Excerpted passage =>
· · · · ·
Berlin ensemble technically solid but lacks depth

November 05, 2002|Richard S. Ginell | Special to The Times

Even as Simon Rattle's glamorous debut as the Berlin Philharmonic's chief conductor occupies the international spotlight this fall, subsets within the orchestra continue their activities. One of them, the Berlin Philharmonic Wind Quintet, turned up on the Coleman Chamber Music series at Caltech's Beckman Auditorium on Sunday afternoon.

The program that these musicians presented amply displayed their virtuosity but didn't provide much in the way of depth, alas. First came two trifles from the pen of Mozart by way of transcriptions -- the Fantasy in F minor, K. 594 that was originally dashed off for a mechanical organ, and the Adagio in B flat, K. 411, which sounded fuller and more balanced in this transcription than in the original version for two clarinets and three basset horns.

The galloping first and third movements of Anton Reich's Wind Quintet in D, Opus 91, No. 3 were taken at fast tempos that challenged the fingers and embouchures of even these skilled players. Holst's 1903 Quintet in A-flat, which wasn't performed until 1982, proved to be a surprisingly bland, conventionally structured piece, with hardly any of the composer's usual modal flavor and personality.

Of these works, only Nielsen's Wind Quintet -- which is loaded with the tang, bite and quirky signatures of his symphonies -- qualifies as an inspired piece, and it brought out the best in the five players, who reveled in the work's impatient humor.
· · · · ·
Data provided =>
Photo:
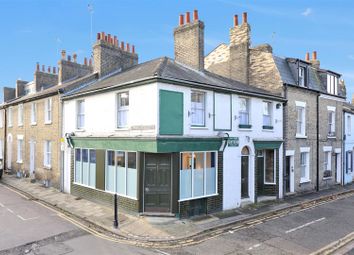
· · · · ·
The task => From the concert review, give the part that opens with the words containing "November 05, 2002|Richard" and closes with "three basset horns." again, swapping "Sunday afternoon" for "Saturday evening". The material that comes after the concert review is separate from it.

Full output =>
November 05, 2002|Richard S. Ginell | Special to The Times

Even as Simon Rattle's glamorous debut as the Berlin Philharmonic's chief conductor occupies the international spotlight this fall, subsets within the orchestra continue their activities. One of them, the Berlin Philharmonic Wind Quintet, turned up on the Coleman Chamber Music series at Caltech's Beckman Auditorium on Saturday evening.

The program that these musicians presented amply displayed their virtuosity but didn't provide much in the way of depth, alas. First came two trifles from the pen of Mozart by way of transcriptions -- the Fantasy in F minor, K. 594 that was originally dashed off for a mechanical organ, and the Adagio in B flat, K. 411, which sounded fuller and more balanced in this transcription than in the original version for two clarinets and three basset horns.